Assignment 1: From the Needleman-Wunsch thread below, list every scoring constant that the code defines, with the value assigned to each.
Assignment 2: Please retype the stretch of the Needleman-Wunsch thread below from "F = np.zeros((m" through "max(np.array([D, V, H]))".

Document section:
━━━━━━━━━━━━━━━━━━━━━━━━━━━━━━

I have written a python code for Needleman Wunsch algorithm. My code gives only one possible global alignment out of many possible global alignments between two DNA sequences. The code is:
import numpy as np
x = np.array(['T','C','G','T','C','C','T','T','C','A','T','T'])
y = np.array(['G','T','C','T','C','A','T','G'])
Match = 1
Mismatch = 0
Gap = -1
m = len(x)
n = len(y)
def S(a, b):
if (a == b):
return(Match)
else:
return(Mismatch)
F = np.zeros((m + 1, n + 1))
for i in range(0, (m + 1)):
F[i, 0] = Gap * i
for j in range(0, (n + 1)):
F[0, j] = Gap * j
for i in range(1, (m + 1)):
for j in range(1, (n + 1)):
D = F[i - 1, j - 1] + S(x[i - 1], y[j - 1])
V = F[i - 1, j] + Gap
H = F[i, j - 1] + Gap
F[i, j] = max(np.array([D, V, H]))
F
S1 = []
S2 = []
i = m
j = n
while (i > 0 or j > 0):
if (i > 0 and j > 0 and F[i, j] == F[i - 1, j - 1] + S(x[i - 1], y[j - 1])):
S1 = S1 + [x[i - 1]]
S2 = S2 + [y[j - 1]]
i = i - 1
j = j - 1
elif (i > 0 and F[i, j] == F[i - 1, j] + Gap):
S1 = S1 + [x[i - 1]]
S2 = S2 + ['-']
i = i - 1
else:
S1 = S1 + ['-']
S2 = S2 + [y[j - 1]]
j = j - 1
print(np.array([S1, S2]).reshape(2, len(S1)))
Now how to modify this code so as to get all possible alignments? Thanks in advance.
Well, the keywords should be dynamic programming, python.
In order to get all optimal solutions you have to maintain in each step $(i,j)$ a list $L(i,j)$ which shows where the maximum has been attained. There are three such possibilities: $(i-1,j), (i,j-1), (i-1,j-1)$ or simply north (n), west (w), and north-west (nw). Then you need a backtracking algorithm in order to traverse all possible paths in the list from $(m,n)$ to $(0,0)$.

━━━━━━━━━━━━━━━━━━━━━━━━━━━━━━

Given data:
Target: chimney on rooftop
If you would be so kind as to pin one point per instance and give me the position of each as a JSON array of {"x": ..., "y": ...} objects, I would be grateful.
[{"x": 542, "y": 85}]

━━━━━━━━━━━━━━━━━━━━━━━━━━━━━━

Your solution 1:
Match = 1
Mismatch = 0
Gap = -1

Your solution 2:
F = np.zeros((m + 1, n + 1))
for i in range(0, (m + 1)):
F[i, 0] = Gap * i
for j in range(0, (n + 1)):
F[0, j] = Gap * j
for i in range(1, (m + 1)):
for j in range(1, (n + 1)):
D = F[i - 1, j - 1] + S(x[i - 1], y[j - 1])
V = F[i - 1, j] + Gap
H = F[i, j - 1] + Gap
F[i, j] = max(np.array([D, V, H]))